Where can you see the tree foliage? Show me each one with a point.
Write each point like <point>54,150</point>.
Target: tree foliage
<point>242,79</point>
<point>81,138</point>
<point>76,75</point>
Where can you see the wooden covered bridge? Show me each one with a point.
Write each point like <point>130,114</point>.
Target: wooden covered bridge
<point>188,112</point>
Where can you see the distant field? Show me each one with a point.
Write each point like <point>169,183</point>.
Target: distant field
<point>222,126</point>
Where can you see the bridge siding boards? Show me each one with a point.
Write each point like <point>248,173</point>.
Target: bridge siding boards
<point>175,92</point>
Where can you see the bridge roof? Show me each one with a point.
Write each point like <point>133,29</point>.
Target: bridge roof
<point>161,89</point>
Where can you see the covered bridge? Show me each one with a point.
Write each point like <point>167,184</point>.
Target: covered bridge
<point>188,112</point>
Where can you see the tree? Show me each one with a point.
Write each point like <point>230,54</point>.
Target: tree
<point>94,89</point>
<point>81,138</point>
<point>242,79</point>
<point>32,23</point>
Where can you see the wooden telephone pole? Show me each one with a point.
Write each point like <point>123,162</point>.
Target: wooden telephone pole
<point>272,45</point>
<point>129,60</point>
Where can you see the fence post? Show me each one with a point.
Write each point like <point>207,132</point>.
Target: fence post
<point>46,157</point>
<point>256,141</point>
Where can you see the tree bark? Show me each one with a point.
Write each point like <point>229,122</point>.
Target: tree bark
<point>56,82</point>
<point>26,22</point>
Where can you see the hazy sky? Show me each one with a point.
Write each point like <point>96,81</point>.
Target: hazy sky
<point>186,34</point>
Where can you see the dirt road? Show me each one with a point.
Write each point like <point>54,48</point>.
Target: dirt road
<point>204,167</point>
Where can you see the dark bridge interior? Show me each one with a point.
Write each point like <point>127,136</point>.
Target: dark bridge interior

◇ ◇ ◇ ◇ ◇

## Directions
Find every line in the records that contains the word "dark"; copy those lines.

## Result of this task
Where can you see the dark bridge interior? Show me each one with a point.
Target: dark bridge interior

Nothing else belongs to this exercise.